### Written exercise
Reproduce the listing below with every "Submission" changed to "Points" and nothing else altered. Omit the pictures.

### Input data
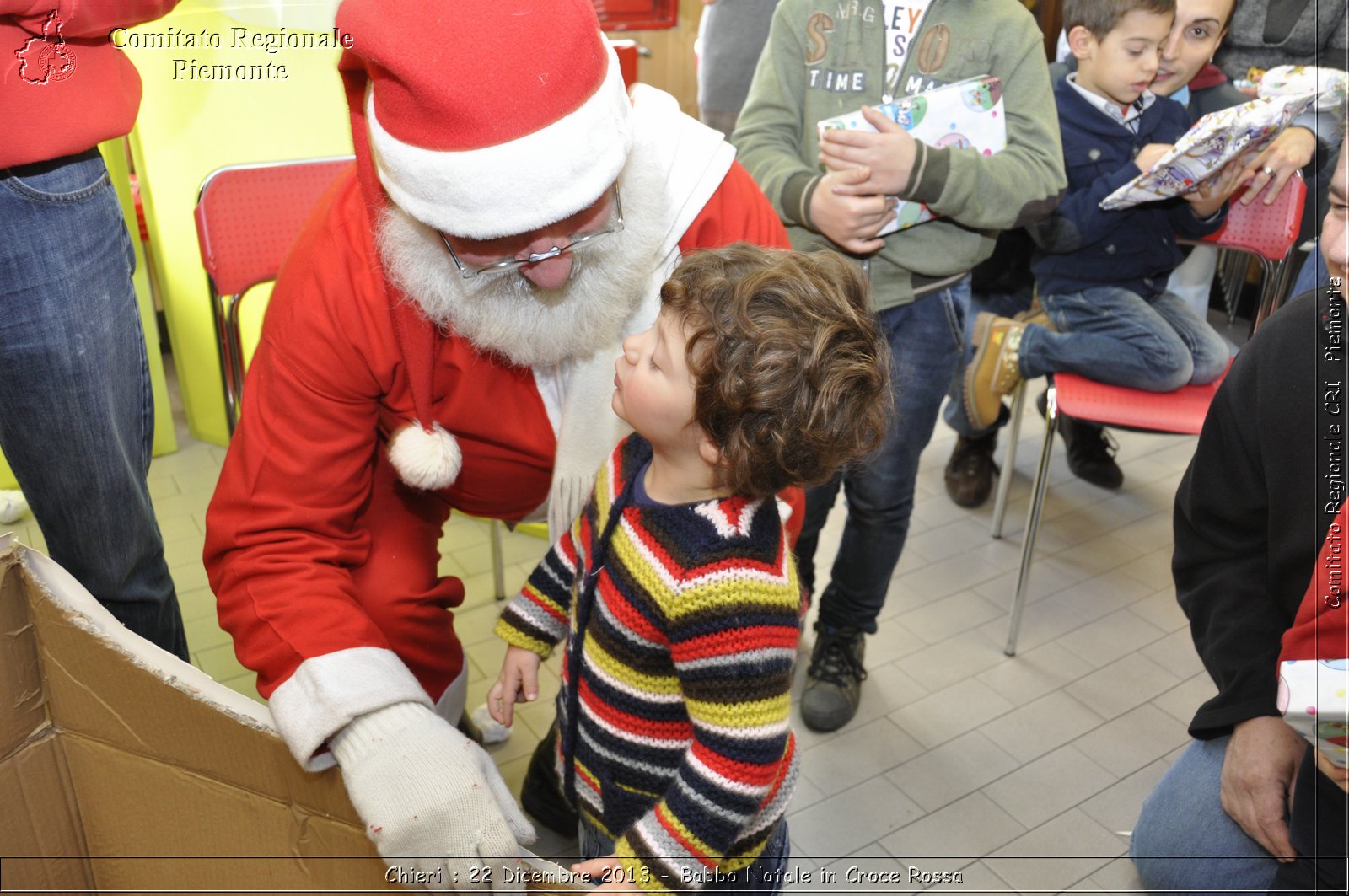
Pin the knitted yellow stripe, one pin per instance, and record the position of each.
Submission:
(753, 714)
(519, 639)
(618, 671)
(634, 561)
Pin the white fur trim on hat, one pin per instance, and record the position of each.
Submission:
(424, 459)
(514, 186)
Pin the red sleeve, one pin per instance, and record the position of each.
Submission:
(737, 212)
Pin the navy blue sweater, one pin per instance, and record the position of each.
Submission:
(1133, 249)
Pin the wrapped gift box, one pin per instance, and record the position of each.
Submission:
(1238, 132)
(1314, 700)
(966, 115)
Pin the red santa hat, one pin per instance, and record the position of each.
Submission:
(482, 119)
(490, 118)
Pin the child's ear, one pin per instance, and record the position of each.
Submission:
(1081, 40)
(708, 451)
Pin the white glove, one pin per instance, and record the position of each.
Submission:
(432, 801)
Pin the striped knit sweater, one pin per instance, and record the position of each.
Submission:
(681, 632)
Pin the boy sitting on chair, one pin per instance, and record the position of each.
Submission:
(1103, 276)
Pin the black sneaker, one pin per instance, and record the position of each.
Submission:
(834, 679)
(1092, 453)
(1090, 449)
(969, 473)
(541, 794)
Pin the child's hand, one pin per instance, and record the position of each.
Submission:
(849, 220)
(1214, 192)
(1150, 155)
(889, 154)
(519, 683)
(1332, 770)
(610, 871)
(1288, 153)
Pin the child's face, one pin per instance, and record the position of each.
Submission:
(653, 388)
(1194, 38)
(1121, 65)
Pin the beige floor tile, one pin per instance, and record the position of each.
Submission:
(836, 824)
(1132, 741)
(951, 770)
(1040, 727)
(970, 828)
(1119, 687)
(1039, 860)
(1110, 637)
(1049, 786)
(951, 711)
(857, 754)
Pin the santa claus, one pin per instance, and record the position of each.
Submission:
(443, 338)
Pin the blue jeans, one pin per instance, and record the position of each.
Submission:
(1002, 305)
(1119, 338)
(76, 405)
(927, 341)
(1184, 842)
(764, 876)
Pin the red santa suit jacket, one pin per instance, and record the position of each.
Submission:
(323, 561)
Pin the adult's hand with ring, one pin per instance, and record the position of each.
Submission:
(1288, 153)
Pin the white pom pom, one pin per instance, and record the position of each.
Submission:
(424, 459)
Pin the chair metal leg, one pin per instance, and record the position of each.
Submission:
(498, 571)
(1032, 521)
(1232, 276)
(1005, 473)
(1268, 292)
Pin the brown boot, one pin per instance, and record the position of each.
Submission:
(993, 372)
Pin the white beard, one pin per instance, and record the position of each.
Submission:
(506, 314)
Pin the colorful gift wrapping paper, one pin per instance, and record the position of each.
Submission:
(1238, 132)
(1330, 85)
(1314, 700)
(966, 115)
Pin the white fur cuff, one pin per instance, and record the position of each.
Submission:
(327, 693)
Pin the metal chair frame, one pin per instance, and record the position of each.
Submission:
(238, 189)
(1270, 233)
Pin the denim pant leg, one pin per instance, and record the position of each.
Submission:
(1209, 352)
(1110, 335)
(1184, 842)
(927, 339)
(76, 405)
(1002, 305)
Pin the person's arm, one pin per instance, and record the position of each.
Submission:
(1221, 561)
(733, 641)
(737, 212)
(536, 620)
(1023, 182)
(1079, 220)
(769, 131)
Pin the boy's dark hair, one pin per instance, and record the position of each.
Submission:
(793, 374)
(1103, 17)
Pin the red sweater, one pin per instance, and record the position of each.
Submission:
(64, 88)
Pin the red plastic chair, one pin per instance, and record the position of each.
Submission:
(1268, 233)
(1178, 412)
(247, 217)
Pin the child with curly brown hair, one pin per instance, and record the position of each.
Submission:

### Response below
Pin the knitted yellow stripe, one pin per instance, and record the position of each.
Points:
(753, 714)
(519, 639)
(618, 671)
(634, 561)
Pin the white fur trim on hat, one pin per instance, and record the position of each.
Points:
(424, 459)
(514, 186)
Pin the red sleeve, one pin per instance, and record the position of each.
Points:
(737, 212)
Pin the navy blue sweater, one pin per instance, and record the position of each.
Points:
(1133, 249)
Pin the wrapped gift box, one pin per instance, and record the position of each.
Points:
(1238, 132)
(1314, 700)
(966, 115)
Pin the red santa hat, one pin per instance, and record the position of each.
Points:
(482, 119)
(490, 118)
Pin the child's ear, one pin per instance, and record the position of each.
Points:
(1081, 40)
(708, 451)
Pin the white glove, one pin per instance, and record the position of each.
Points:
(432, 801)
Pin the striped knit sweater, one pin per instance, and record the position of each.
Points:
(681, 632)
Pin the boy sitting on chair, one pin per instance, and record the position of each.
Points:
(1103, 276)
Pin the black sneaker, one pin per instance, and record the position of each.
Points:
(834, 679)
(1092, 453)
(1090, 449)
(969, 473)
(541, 794)
Pin the child's hand, one pin per instance, and record the position of each.
Points:
(849, 220)
(1214, 192)
(1150, 155)
(889, 154)
(519, 683)
(1332, 770)
(610, 871)
(1288, 153)
Pin the child's face, one pin per instance, and record the position of each.
Points:
(653, 388)
(1194, 38)
(1121, 65)
Pin the beige floor tile, one pin per instance, and record the position of each.
Points:
(836, 824)
(1132, 741)
(951, 770)
(1040, 727)
(970, 828)
(1119, 687)
(1039, 860)
(1110, 637)
(1049, 786)
(951, 711)
(857, 754)
Pin the santa claus, one pin per instance, and record the position of each.
Points:
(443, 338)
Pin the blue jeans, one pin per instance, and record the position of each.
Points:
(1002, 305)
(1119, 338)
(76, 405)
(927, 341)
(1184, 842)
(764, 876)
Pin the red santa suit jacket, one pin per instance, and record the position of each.
Points:
(323, 561)
Pin the adult's hand with ring, one pin per instance, and record the position of each.
Points:
(1288, 153)
Pin the white pom pom, one pin per instance, and record the position of each.
Points:
(424, 459)
Pin the chair metal leg, one pin per instance, and record the position of each.
Points:
(498, 571)
(1032, 521)
(1232, 276)
(1005, 473)
(1268, 292)
Pin the brown boot, one pin per instance, and record the position of each.
Points:
(993, 372)
Pin the white beard, one pin per instance, and record the position of each.
Points:
(506, 314)
Pin the colorful gift wrapping paper, one pin per instance, and record the position of each.
Points:
(1238, 132)
(1330, 85)
(1314, 700)
(966, 115)
Pin the white fur cuff, one pin per instance, and record the position of each.
Points:
(327, 693)
Pin the metal chair frame, one pin per instance, and record the position of each.
Points:
(238, 189)
(1270, 233)
Pin the denim pant leg, one pin per instance, and record the position of each.
Points:
(1209, 352)
(1110, 335)
(1184, 842)
(927, 339)
(76, 405)
(1002, 305)
Pin the person's arm, one pin per instance, and record the position of each.
Points:
(1221, 561)
(733, 641)
(737, 212)
(536, 620)
(1023, 182)
(1079, 220)
(769, 131)
Pin the boy's dark hair, one pin per instance, and record the position of each.
Points:
(793, 374)
(1103, 17)
Pin the red sweater, one pin per instance, and record the position of each.
Points:
(64, 88)
Pin the red plastic chair, one pin per instance, and record the position of each.
Points:
(1268, 233)
(1178, 412)
(247, 217)
Pin the child with curly brown hair, one pin per instance, and record the position of each.
Points:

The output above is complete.